*** Page excerpt Section Begins ***

Rep. Nancy Mace Thinks Capitol Riot Happened Because 'Millions' Were Misled by Trump, GOP

Representative Nancy Mace, a Republican sworn in just days before Wednesday's riot in the U.S. Capitol, argued that President Donald Trump and his conservative allies in Congress are partly to blame for the violence.

"What happened yesterday is because millions of people across the country were misled by Republicans and by the administration that members of Congress could overturn and usurp the Electoral College in a single vote to object yesterday, and that's simply not true," Mace told CNN on Thursday morning.

She added, "The expectations were set very high for these folks. They were lied to and it's dishonest."

Thousands of Trump supporters gathered in Washington, D.C., on Wednesday to protest the outcome of the presidential election. The demonstration coincided with a joint session of the House and Senate to affirm President-elect Joe Biden's victory after the Electoral College voted 306-232 last month in Biden's favor.

Trump addressed the rally's crowd for more than an hour before the assault on the Capitol erupted. The president continued to make unsubstantiated allegations of widespread voter fraud, telling his supporters: "We will never give up, we will never concede. You don't concede when there's theft involved."

Not too long after his speech, groups of protesters began to storm the Capitol. The area was forced into lockdown as people clashed with federal police and breached the building. National Guard troops from the District of Columbia and neighboring states were sent to help quell the riot.

Four people died during the invasion of the Capitol, according to the Metropolitan D.C. police. One woman was shot by law enforcement, and three others died as a result of medical emergencies.

When Congress reconvened after the Capitol was secured, Mace voted to affirm Biden's win. But several Republican lawmakers still objected to the Electoral College vote, repeating unfounded allegations of fraud. Still, Vice President Mike Pence announced early Thursday morning that Biden had won the presidency after Congress completed its count of the state electors.

Ahead of the riot, Pence had released a statement formally rebuking Trump's demands for him to reject the Electoral College outcome. The vice president wrote in a letter to Congress that his "oath to support and defend the Constitution constrains me from claiming unilateral authority to determine which electoral votes should be counted and which should not."

nancy mace campaigns south carolina october 2020
Republican congressional candidate Nancy Mace speaks to the crowd on October 31, 2020, in Charleston, South Carolina. Mace, who was sworn in just days before Wednesday's riot at the U.S. Capitol, said President Donald Trump and his Republican allies in Congress are partly to blame. Michael Ciaglo/Getty

Mace, the first Republican woman to be elected from South Carolina, said she brought her two children to her swearing-in ceremony over the weekend but sent them home first thing Monday because she was concerned about the rhetoric ahead of the rally.

Asked about whose rhetoric she was concerned about, Mace replied, "From the president on down to my colleagues here in Congress."

She continued, "That when you speak like that, when you incite this kind of violence, rhetoric has real consequences. Someone threatened to shoot me recently on social media. I was accosted on a street of D.C. on Tuesday night here. It's wrong. It puts people's lives at risk."

Mace, who worked for Trump's campaign in 2016, also said that Wednesday's events have "wiped out" his entire legacy and that the Republican Party has to "start over."

Newsweek reached out to the White House for a comment on Mace's remarks but did not receive a response in time for publication.

*** Page excerpt Section Ends ***
*** Dataset excerpts Section Begins ***

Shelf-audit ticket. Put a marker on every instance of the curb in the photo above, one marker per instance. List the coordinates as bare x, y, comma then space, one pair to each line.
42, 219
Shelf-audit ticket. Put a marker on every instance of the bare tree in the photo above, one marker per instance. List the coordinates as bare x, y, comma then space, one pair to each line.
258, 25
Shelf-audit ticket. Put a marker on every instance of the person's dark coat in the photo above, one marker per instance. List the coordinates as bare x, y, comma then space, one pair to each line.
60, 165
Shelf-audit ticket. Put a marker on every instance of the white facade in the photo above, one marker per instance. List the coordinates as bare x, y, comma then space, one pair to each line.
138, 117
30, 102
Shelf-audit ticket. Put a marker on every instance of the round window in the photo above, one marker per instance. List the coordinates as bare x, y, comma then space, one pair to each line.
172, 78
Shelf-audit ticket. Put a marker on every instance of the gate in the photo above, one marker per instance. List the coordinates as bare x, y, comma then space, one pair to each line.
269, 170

*** Dataset excerpts Section Ends ***
*** Dataset excerpts Section Begins ***

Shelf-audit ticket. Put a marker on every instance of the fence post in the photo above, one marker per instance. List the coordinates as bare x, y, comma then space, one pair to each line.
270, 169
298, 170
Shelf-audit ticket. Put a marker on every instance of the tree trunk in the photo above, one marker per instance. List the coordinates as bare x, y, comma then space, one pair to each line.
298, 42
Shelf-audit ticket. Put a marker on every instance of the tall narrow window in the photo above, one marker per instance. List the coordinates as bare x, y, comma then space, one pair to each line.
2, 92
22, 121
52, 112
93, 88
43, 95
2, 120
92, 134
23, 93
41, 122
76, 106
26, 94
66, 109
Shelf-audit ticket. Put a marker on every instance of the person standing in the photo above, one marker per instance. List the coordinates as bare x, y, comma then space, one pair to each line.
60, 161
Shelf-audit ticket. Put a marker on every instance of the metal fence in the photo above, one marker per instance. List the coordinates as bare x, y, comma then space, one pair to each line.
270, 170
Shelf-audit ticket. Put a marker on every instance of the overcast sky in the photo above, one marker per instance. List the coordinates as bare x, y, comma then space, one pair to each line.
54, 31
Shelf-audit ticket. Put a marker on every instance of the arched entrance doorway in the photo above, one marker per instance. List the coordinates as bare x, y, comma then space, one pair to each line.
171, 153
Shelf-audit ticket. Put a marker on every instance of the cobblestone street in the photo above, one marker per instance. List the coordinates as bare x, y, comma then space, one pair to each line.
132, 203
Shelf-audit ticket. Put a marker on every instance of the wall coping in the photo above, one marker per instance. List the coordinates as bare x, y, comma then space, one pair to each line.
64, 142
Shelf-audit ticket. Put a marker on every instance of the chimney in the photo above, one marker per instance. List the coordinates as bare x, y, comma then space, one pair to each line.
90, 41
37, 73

*** Dataset excerpts Section Ends ***
*** Dataset excerpts Section Begins ***

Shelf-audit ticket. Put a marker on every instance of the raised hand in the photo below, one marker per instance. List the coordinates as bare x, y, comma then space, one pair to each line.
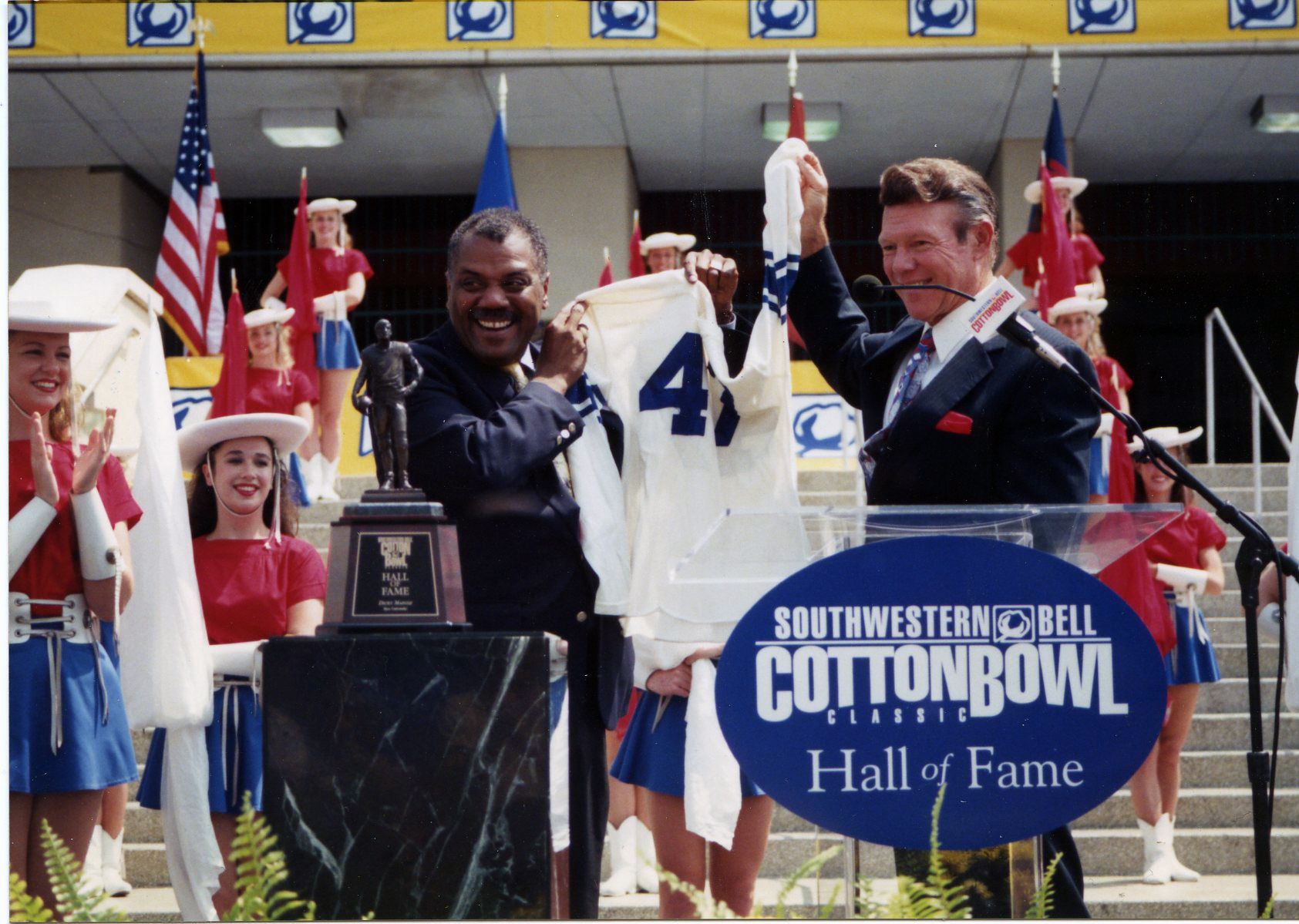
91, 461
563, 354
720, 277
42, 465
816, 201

*** Dataset excerpts Section Ends ***

→ **Required work**
Reproduce the Capitol riot article from "Four people died" to "the state electors.", substituting "city police" for "Metropolitan D.C. police".

→ **Written response**
Four people died during the invasion of the Capitol, according to the city police. One woman was shot by law enforcement, and three others died as a result of medical emergencies.

When Congress reconvened after the Capitol was secured, Mace voted to affirm Biden's win. But several Republican lawmakers still objected to the Electoral College vote, repeating unfounded allegations of fraud. Still, Vice President Mike Pence announced early Thursday morning that Biden had won the presidency after Congress completed its count of the state electors.